WRITTEN EXERCISE: Write each line exactly, from the line that holds "hand, one per instance" through the final line of the material, and no other line.

>> start SUPPLIED DATA

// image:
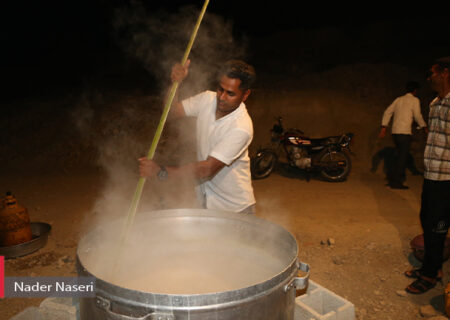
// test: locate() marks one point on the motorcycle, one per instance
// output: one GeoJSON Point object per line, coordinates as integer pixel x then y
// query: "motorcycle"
{"type": "Point", "coordinates": [328, 156]}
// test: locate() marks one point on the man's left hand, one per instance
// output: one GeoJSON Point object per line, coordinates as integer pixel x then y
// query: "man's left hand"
{"type": "Point", "coordinates": [148, 168]}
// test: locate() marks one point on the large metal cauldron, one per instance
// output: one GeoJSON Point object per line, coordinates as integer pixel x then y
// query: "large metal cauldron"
{"type": "Point", "coordinates": [250, 271]}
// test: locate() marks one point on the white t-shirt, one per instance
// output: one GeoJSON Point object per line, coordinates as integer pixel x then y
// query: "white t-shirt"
{"type": "Point", "coordinates": [405, 109]}
{"type": "Point", "coordinates": [226, 139]}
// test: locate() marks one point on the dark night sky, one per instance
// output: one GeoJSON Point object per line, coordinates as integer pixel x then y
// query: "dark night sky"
{"type": "Point", "coordinates": [46, 43]}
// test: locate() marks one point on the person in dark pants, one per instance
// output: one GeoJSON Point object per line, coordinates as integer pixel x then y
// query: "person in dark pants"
{"type": "Point", "coordinates": [435, 207]}
{"type": "Point", "coordinates": [404, 110]}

>> end SUPPLIED DATA

WRITTEN ANSWER:
// test: locate() marks one point on the man's left hand, one per instance
// output: one GeoJSON Point object per line, coordinates as integer pixel x then y
// query: "man's left hand"
{"type": "Point", "coordinates": [148, 168]}
// test: locate() marks one point on the large metal cauldron, one per instance
// output: one GeoJSON Point object per line, coordinates as integer pixel x then y
// query: "large metal cauldron"
{"type": "Point", "coordinates": [250, 271]}
// test: locate() marks one point on the white t-shirt, one per instance
// output: one GeoJSON Point object per line, coordinates as integer pixel x then y
// query: "white t-shirt"
{"type": "Point", "coordinates": [405, 109]}
{"type": "Point", "coordinates": [226, 139]}
// test: locate() marks one point on the dark night sky, one per instance
// output: one GeoJSON Point object per line, coordinates as integer pixel x then y
// query: "dark night sky"
{"type": "Point", "coordinates": [46, 43]}
// test: locate() marks one point on the person in dark pants, one per instance
// output: one GeoJSON Point object per line, coordinates as integer pixel x then y
// query: "person in dark pants"
{"type": "Point", "coordinates": [435, 207]}
{"type": "Point", "coordinates": [404, 110]}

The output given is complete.